====== QUOTED PASSAGE
Beijing Manages its Population, Above Ground and Below

Beijing authorities have announced a variety of measures for managing the city’s expanding population, in accordance with the 12th Five-Year Plan. In addition to limiting the influx of migrants which has driven the population toward 20 million, these include a clear-out of the legendary tunnels and shelters beneath the city, said to currently house almost 1 million people. From Global Times:

Those policies include: limiting college student numbers; establishing a population committee to assess district governments’ performances on population restriction; only allowing those professionals whose skills the city requires to get hukou; and issuing residential electronic ID cards for the stably employed floating population, possession of which will be compulsory in order to rent a house, receive social security or send children to school. The proposed policies will be submitted to the State Council and the municipal government for approval before they come into effect.

“Every year for the past three years, about 500,000 people poured into the capital,” said Zhai Zhengwu, head of the School of Sociology and Population Studies at Renmin University of China. “The population now is far beyond the reasonable limit, thus making it necessary for the authorities to do something,” Zhai told the Global Times Monday ….

Complaints about crowds and a shortage of resources, such as education opportunities and medical treatment, are endemic, but Ma Li, director of the China Population and Development Research Center, did not see a policy-based approach as offering much potential benefit.

“People settle down because of work,” Ma told the Global Times, “and the government cannot just ask some people to leave using executive policies.”

The Economic Observer focuses on the subterranean population now being displaced:

After the underground space is cleared, it will be used for community activity centers, and car and bicycle parking. According to a department involved in the project, the Beijing Municipal Commission of Housing and Urban-rural Development and the Beijing Civil Defense will establish an office for this issue around the time of the Spring Festival.

Fengtai District will invest 240 million yuan into cleaning out the shelters. The money will be mainly used for renovating the area, and making arrangements for and providing compensation to people who currently live in the makeshift apartments.

Chaoyang District has already begun clearing out their underground space. Departments involved in the efforts said that groups of people currently living in the underground apartments that do not meet security and fire regulations would be removed. The apartments that comply with the regulations would be subject to supervision and required to register visitors and be subject to other management rules ….
============
====== SUPPLIED MATERIAL
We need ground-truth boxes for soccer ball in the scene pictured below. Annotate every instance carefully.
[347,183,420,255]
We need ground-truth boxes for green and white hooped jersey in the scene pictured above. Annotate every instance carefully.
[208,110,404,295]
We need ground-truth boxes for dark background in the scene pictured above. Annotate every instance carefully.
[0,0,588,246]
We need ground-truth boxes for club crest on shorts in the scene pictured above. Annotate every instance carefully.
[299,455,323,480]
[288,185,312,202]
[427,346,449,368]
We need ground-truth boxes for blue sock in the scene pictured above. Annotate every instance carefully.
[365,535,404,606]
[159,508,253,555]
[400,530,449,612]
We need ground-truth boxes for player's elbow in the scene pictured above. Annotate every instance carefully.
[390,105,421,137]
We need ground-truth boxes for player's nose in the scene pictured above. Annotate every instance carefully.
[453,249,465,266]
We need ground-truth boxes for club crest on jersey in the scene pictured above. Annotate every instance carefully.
============
◆ ACTIVITY LIST
a) List the population-control policies that the article on Beijing's population management quotes from the Global Times.
b) Continue the article on Beijing's population management from where it stops.

◆ RESPONSES PER TASK
a)
- Limiting college student numbers
- Establishing a population committee to assess district governments' performances on population restriction
- Only allowing professionals whose skills the city requires to get hukou
- Issuing residential electronic ID cards for the stably employed floating population, which will be compulsory to rent a house, receive social security, or send children to school

b)
Xiaowang is one of [those who live under the city], and he is not confident about his resettlement options. When we confirmed to him that 77 yuan a month policy-based housing for low-income Beijing residents does indeed exist, he stated, “When will this type of housing be available to us outsiders? Affordable housing is really outside our reach.”

The undercity was excavated in the aftermath of the Sino-Soviet Split as a precaution against land, air and missile attack from the USSR:

The tunnels, built from 1969 to 1979 by more than 300,000 local citizens and even school children, wind for over 30 kilometers and cover an area of 85 square kilometers eight to eighteen meters under the surface. It includes around a thousand anti-air raid structures.

To supply construction materials for the complex, centuries-old city walls and towers that once circled ancient Beijing were destroyed. The old city gates of Xizhimen, Fuchengmen, Chongwenmen and others remain in name only – only two embrasured watchtowers from Zhengyangmen and Deshengmen survived ….

There is no authoritative information on how far the mostly hand-dug tunnels stretch, but they supposedly link all areas of central Beijing, from Xidan and Xuanwumen to Qianmen and Chongwen districts, to as far as the Western Hills.

They were equipped with facilities such as stores, restaurants, clinics, schools, theaters, reading rooms, factories, a roller skating rink, a grain and oil warehouse as well as barber shops and a mushroom cultivation farm, for growing foods that require little light.

In addition to fire and other safety hazards for their occupants, the tunnels pose a danger to some residents above ground due to subsidence. From Global Times:

An underground shelter built to withstand an invasion of the imperialist Soviet Union has become a threat itself to one Beijing hutong resident, who fears his house will fall down when the decaying refuge below it someday collapses.

The shelter, which was built during the Sino-Soviet split, is 6 meters long, 1 meter wide and 3 meters tall, and sits beneath the No.10 courtyard of Dongbi Jie, Dongcheng district, according to the Beijing News. A man surnamed Yang lives in a house in that courtyard and above the shelter, the entrance of which has been sealed by his neighbor.

The passageway has slightly sunk in recent months, and Yang can’t sleep at night from fear the shelter beneath will eventually collapse, taking his house with it, the Beijing News reported.

Beijing is not alone: New York and Las Vegas are both reported to have their own subterranean populations, described in books like The Mole People: Life in the Tunnels Beneath New York City, Tunnel People and Beneath the Neon: Life and Death in the Tunnels of Las Vegas. The tunnels beneath Paris are said to be occupied by secret societies of cinephiles and covert clock restorers, while Britain’s nuclear shelters and abandoned Tube stations are obsessively catalogued by enthusiasts.